He’s now being held in a Michigan jail on charges of third-degree sexual assault and sexual abuse by a person in a position of trust.
According to the Charleston Daily Mail, Leibert and the girl met while playing the highly popular online role-playing game, and were in contact for about 5 months before the assault. He continued to pursue her even after she told him she was 12. He told deputies he continued the relationship because “their love was so strong.”
The night of the assault, Leibert drove several hours from his home near Detroit to the girl’s home in Buffalo. They left in his car. She was reported missing Sunday morning, and that’s when police found them, parked on a side road in Buffalo.
While this incident is in every way awful, the police led the reporter (and readers) to exactly the wrong conclusion:
“People need to be aware that this is something that goes on every day,” [First Lt. Eric] Hayzlett [of the Putnam Sheriff’s Office] said. “We encourage parents to monitor their children’s activities on the Internet and make sure their children are aware that there are people out there with bad intentions.”
These kinds of incidents do occasionally happen, but they’re not that common — that’s why they’re newsworthy. But an isolated incident like this, blown out of proportion, can make parents (especially technophobe parents) unreasonably frightened about what their kids are doing online. While there are many users on World of Warcraft — 10.2 million, as of December 2011 — the vast majority of them are not child predators, just as most people in everyday society are not child predators.
Hayzlett is right in one respect: it’s important to teach kids to watch out for people with bad intentions, and how to deal with such people. It’s not clear whether the Buffalo girl was taught such things. But World of Warcraft — and the Internet — are not to blame.

# SUPPLIED RECORDS
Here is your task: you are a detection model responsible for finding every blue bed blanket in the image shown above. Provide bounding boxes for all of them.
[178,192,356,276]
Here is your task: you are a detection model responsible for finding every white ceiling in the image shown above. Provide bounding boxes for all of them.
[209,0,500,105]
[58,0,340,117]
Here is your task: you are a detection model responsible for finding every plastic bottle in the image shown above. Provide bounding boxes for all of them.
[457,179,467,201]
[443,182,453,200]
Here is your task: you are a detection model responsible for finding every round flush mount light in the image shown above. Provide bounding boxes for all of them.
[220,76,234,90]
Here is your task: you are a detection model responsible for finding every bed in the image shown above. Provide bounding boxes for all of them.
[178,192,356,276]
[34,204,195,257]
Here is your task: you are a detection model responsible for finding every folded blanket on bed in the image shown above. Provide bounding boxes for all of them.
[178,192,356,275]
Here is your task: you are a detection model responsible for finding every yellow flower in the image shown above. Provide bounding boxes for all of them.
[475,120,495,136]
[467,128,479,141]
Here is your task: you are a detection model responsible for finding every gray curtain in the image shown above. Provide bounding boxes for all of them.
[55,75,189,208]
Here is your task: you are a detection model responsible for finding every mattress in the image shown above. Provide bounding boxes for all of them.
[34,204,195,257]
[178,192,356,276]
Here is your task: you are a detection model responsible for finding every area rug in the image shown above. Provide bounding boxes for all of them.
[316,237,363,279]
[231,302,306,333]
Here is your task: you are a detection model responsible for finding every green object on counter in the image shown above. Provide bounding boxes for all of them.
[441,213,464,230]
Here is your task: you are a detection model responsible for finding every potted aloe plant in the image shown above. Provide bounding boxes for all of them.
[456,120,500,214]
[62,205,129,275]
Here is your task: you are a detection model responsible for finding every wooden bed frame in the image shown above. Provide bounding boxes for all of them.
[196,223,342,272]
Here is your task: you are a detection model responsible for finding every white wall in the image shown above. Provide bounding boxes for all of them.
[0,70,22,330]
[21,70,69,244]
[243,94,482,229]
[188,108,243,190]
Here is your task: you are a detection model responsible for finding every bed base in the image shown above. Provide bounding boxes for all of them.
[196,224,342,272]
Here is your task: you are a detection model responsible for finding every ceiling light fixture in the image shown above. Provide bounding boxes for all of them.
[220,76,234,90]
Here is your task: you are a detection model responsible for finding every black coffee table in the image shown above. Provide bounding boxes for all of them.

# THINGS TO DO
A. According to the World of Warcraft article, how many users did the game have as of December 2011?
B. Extract a passage from the World of Warcraft article: begin at the words "These kinds of" and stop after the words "not to blame.".
C. Translate this sentence from the World of Warcraft article into Spanish: "It’s not clear whether the Buffalo girl was taught such things."
The data is separate material, unrelated to the World of Warcraft article.

# WRITTEN RESPONSES
A. 10.2 million.

B.
These kinds of incidents do occasionally happen, but they’re not that common — that’s why they’re newsworthy. But an isolated incident like this, blown out of proportion, can make parents (especially technophobe parents) unreasonably frightened about what their kids are doing online. While there are many users on World of Warcraft — 10.2 million, as of December 2011 — the vast majority of them are not child predators, just as most people in everyday society are not child predators.
Hayzlett is right in one respect: it’s important to teach kids to watch out for people with bad intentions, and how to deal with such people. It’s not clear whether the Buffalo girl was taught such things. But World of Warcraft — and the Internet — are not to blame.

C. No está claro si a la niña de Buffalo le enseñaron esas cosas.